### Given task
Copy the line with "Spot every instance of the man wearing" and all lines following it through the last line of the entries, exactly as written.

### Dataset rows

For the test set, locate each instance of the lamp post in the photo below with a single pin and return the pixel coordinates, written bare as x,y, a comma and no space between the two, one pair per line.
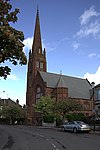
93,104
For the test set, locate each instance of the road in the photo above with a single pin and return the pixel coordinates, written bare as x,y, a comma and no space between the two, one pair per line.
37,138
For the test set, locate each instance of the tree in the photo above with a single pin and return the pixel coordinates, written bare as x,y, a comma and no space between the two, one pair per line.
11,46
45,105
13,113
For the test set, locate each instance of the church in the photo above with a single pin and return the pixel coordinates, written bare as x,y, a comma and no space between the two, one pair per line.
42,83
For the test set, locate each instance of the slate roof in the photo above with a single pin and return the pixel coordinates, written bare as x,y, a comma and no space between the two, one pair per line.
77,87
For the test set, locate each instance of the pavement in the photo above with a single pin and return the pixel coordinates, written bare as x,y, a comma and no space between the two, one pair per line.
97,131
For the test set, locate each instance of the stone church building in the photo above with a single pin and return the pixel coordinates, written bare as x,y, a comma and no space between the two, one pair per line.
40,82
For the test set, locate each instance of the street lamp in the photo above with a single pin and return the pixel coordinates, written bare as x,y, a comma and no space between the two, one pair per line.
93,103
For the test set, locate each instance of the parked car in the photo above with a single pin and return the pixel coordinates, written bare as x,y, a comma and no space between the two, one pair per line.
76,126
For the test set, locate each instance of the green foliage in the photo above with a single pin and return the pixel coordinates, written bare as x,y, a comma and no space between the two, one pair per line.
11,46
13,113
63,107
44,105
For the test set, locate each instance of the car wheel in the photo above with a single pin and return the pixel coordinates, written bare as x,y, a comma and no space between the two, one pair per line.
63,129
75,130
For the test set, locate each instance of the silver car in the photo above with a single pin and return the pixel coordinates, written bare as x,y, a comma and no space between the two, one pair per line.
76,126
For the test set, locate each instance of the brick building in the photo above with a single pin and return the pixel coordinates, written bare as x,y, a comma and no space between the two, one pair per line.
40,82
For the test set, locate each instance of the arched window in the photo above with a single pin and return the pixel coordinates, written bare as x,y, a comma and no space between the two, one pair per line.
38,93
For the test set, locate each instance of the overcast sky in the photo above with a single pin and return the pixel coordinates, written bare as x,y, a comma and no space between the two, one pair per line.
70,33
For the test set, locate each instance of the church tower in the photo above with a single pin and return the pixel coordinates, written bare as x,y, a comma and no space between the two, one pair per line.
37,62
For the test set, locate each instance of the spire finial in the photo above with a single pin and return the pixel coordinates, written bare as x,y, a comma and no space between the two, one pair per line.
60,72
37,10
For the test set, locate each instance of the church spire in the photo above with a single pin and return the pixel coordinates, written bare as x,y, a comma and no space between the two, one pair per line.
37,44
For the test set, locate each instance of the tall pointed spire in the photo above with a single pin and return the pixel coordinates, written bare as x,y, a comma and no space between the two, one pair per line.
37,44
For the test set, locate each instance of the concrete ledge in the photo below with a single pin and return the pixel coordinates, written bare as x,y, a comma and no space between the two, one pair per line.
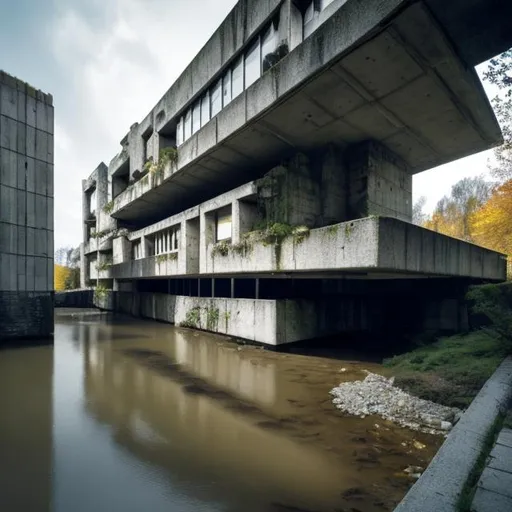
25,315
440,487
74,299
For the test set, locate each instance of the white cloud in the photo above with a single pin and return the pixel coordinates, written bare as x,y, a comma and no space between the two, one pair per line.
117,67
118,58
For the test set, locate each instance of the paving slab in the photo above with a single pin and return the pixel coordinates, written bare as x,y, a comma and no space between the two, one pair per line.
505,437
501,458
496,481
487,501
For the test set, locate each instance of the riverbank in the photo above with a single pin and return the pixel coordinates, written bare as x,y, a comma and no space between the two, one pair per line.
452,370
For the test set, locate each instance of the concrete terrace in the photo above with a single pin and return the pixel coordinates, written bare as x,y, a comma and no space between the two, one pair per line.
394,78
271,186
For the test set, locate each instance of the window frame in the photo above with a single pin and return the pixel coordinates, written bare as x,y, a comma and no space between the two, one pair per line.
255,48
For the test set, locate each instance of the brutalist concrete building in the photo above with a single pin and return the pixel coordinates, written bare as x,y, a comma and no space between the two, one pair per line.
26,211
268,194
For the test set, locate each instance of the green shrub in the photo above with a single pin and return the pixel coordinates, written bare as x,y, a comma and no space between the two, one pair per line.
494,302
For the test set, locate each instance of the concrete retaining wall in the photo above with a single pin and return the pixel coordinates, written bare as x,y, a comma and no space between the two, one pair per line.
26,315
74,299
442,484
26,210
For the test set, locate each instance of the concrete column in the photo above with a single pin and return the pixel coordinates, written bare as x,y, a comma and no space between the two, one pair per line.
379,183
189,246
26,211
84,277
144,247
207,237
235,222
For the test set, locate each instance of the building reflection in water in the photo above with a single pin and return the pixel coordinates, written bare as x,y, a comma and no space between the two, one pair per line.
85,426
209,448
26,419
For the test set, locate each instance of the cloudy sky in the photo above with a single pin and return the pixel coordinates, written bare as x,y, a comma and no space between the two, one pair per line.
107,63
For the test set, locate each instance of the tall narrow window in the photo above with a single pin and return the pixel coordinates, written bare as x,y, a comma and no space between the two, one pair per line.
216,99
325,3
237,78
179,132
226,88
188,125
223,224
252,64
309,20
268,47
136,250
205,108
176,233
196,117
92,202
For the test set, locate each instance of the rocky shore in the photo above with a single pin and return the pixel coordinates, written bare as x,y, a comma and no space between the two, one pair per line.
376,395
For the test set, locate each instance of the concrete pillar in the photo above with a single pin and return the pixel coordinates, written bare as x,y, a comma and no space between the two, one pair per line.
84,271
189,246
144,247
207,237
379,183
26,211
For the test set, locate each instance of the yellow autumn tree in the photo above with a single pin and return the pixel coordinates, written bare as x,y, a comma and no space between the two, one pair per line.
491,224
61,274
452,215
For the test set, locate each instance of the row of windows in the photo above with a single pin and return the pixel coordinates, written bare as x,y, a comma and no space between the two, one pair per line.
167,241
246,70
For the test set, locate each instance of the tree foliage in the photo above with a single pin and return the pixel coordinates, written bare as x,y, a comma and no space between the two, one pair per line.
499,74
60,274
67,268
491,225
452,215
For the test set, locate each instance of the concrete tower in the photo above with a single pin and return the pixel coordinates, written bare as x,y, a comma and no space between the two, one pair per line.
26,211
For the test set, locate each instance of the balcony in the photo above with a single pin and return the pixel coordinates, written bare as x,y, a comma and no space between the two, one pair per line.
164,265
373,247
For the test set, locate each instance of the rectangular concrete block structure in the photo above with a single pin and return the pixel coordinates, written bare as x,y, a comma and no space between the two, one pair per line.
274,177
26,211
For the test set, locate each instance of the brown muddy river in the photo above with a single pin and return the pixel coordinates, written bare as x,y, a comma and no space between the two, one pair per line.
127,415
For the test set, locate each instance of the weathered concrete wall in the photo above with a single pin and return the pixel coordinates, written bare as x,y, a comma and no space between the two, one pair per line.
74,299
362,85
277,322
26,210
305,190
373,244
379,183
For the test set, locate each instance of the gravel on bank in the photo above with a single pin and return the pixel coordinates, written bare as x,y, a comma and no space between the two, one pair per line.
377,395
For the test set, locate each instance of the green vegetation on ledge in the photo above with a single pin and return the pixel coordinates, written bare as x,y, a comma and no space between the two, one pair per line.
452,370
273,234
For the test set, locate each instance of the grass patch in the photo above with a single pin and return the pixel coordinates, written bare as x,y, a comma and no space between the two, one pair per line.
468,493
452,370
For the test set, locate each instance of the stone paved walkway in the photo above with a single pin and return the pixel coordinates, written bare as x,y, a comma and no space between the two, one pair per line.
494,490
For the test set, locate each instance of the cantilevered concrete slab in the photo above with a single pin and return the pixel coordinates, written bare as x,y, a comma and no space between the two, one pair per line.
371,248
387,72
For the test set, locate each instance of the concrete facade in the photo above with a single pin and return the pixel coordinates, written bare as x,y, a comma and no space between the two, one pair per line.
26,211
286,151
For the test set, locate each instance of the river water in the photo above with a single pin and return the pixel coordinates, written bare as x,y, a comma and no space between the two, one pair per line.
130,415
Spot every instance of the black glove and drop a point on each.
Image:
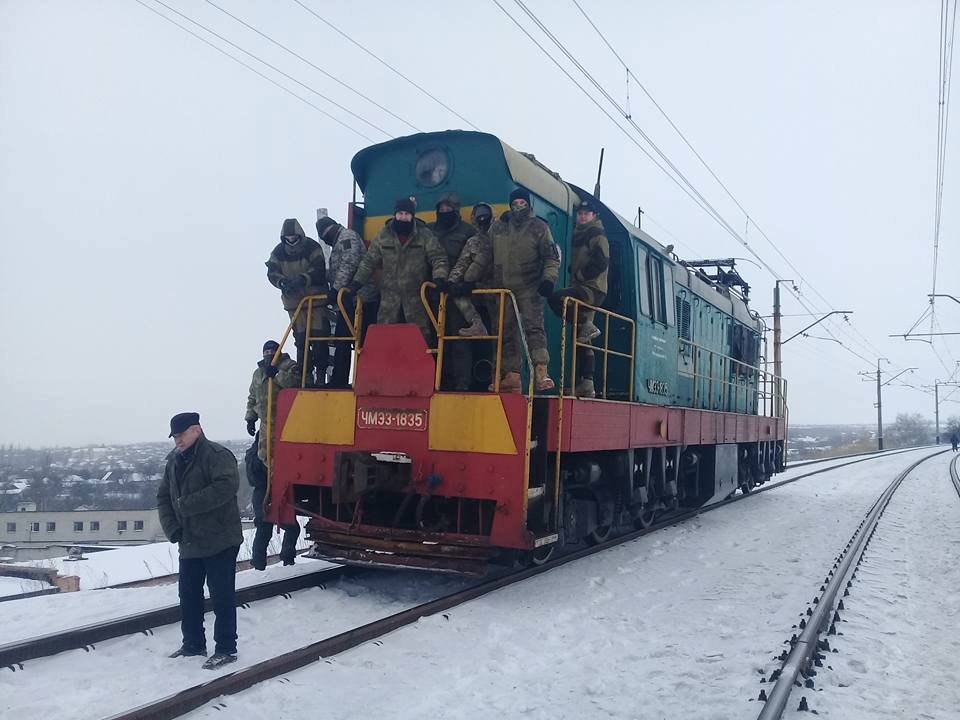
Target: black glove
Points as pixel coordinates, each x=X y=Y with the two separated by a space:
x=296 y=283
x=462 y=289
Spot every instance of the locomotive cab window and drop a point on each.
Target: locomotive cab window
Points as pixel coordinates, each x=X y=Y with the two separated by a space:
x=658 y=306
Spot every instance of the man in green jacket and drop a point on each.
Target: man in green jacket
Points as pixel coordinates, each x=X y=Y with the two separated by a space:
x=298 y=268
x=409 y=255
x=197 y=504
x=453 y=233
x=526 y=262
x=589 y=263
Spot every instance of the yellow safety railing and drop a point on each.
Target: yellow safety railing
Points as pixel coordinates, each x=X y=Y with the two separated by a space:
x=354 y=326
x=742 y=387
x=577 y=304
x=439 y=322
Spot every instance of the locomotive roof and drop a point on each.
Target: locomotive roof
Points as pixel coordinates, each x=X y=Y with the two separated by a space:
x=527 y=171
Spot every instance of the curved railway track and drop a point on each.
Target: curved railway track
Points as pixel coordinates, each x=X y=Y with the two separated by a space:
x=803 y=657
x=189 y=699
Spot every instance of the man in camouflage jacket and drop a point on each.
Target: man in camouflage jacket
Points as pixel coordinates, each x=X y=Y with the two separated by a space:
x=589 y=263
x=409 y=255
x=285 y=373
x=526 y=261
x=298 y=268
x=474 y=269
x=453 y=234
x=347 y=250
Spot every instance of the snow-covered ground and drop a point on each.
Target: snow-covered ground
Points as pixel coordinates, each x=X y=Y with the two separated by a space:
x=676 y=624
x=897 y=656
x=18 y=586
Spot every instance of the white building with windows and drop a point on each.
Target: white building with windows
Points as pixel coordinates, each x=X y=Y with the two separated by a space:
x=28 y=529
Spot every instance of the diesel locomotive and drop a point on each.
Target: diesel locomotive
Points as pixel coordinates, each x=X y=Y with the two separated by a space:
x=397 y=472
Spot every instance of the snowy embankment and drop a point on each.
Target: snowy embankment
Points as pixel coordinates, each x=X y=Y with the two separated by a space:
x=126 y=672
x=140 y=562
x=677 y=624
x=897 y=655
x=10 y=586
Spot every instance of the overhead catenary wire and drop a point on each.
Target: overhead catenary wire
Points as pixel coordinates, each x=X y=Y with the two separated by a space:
x=383 y=62
x=254 y=70
x=275 y=69
x=864 y=342
x=316 y=67
x=683 y=182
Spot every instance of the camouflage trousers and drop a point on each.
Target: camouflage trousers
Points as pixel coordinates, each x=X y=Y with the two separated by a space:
x=586 y=361
x=396 y=309
x=457 y=355
x=530 y=307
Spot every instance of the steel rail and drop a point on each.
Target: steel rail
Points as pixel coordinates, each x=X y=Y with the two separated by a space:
x=888 y=453
x=800 y=658
x=14 y=654
x=182 y=702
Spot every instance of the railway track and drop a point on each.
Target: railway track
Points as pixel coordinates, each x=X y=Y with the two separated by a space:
x=189 y=699
x=800 y=662
x=13 y=655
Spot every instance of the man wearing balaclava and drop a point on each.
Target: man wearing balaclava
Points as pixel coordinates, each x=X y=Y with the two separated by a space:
x=473 y=270
x=409 y=255
x=526 y=261
x=298 y=268
x=453 y=233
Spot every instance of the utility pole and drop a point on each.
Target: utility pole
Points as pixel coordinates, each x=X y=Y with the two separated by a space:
x=777 y=359
x=879 y=408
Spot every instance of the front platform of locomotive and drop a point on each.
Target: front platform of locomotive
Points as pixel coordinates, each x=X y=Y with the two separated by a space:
x=394 y=471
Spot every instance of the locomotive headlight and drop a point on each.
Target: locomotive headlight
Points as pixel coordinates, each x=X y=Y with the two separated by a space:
x=432 y=167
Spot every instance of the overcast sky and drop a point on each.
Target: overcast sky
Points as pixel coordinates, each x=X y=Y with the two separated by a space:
x=144 y=177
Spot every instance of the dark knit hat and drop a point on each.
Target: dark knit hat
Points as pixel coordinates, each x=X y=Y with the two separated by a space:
x=588 y=205
x=405 y=205
x=182 y=421
x=520 y=194
x=324 y=224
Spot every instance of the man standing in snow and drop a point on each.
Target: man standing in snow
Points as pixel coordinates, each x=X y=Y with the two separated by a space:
x=197 y=504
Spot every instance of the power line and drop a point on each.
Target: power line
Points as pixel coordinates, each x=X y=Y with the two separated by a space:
x=275 y=69
x=253 y=70
x=384 y=63
x=864 y=342
x=692 y=192
x=314 y=66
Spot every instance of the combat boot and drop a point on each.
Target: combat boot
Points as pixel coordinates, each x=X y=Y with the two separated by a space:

### The output
Spot every instance of the man wearing balaclava and drop a point on each.
Target: man wearing balaclava
Points as pixel coordinates, each x=X y=Y with the two separated by a space:
x=473 y=270
x=409 y=255
x=526 y=261
x=298 y=268
x=453 y=233
Spot every instance of the utility pole and drop a point on each.
Target: utility pole
Points as pixel coordinates, each x=X y=Y with the two separated by a space:
x=777 y=359
x=879 y=408
Spot every instance of the front platform of locomotive and drop a point on each.
Target: front platform of locomotive
Points as pixel coordinates, each x=X y=Y with the two separated by a space:
x=394 y=471
Spot every instance of the locomotive headlight and drop a point on each.
Target: locomotive headlight
Points as pixel coordinates, each x=X y=Y with the two separated by a space:
x=432 y=167
Spot every instance of the overcast sky and drop a point on each.
Target: overcast sky
Points as pixel coordinates, each x=X y=Y with the two separated by a space:
x=144 y=177
Spot every instance of the dark knit hat and drop a point on each.
Target: dark knit hat
Points as pixel coordinates, each x=X y=Y with the two separated by a space:
x=588 y=205
x=405 y=205
x=182 y=421
x=520 y=194
x=324 y=224
Spot every instance of the man standing in snow and drop a point on each.
Target: man standing in snow
Points as pixel coordinates, each x=X y=Y with the two separated by a space:
x=197 y=504
Spot every instance of the power line and drop a point on each.
Target: power line
Points as pixel coordinates, each x=X y=Y with the two separated by a space:
x=275 y=69
x=253 y=70
x=384 y=63
x=864 y=342
x=692 y=192
x=314 y=66
Spot every instance of the combat boot and drop a point on each.
Target: combat boot
Points as pixel coordinates, each x=X y=Y with the two separated by a space:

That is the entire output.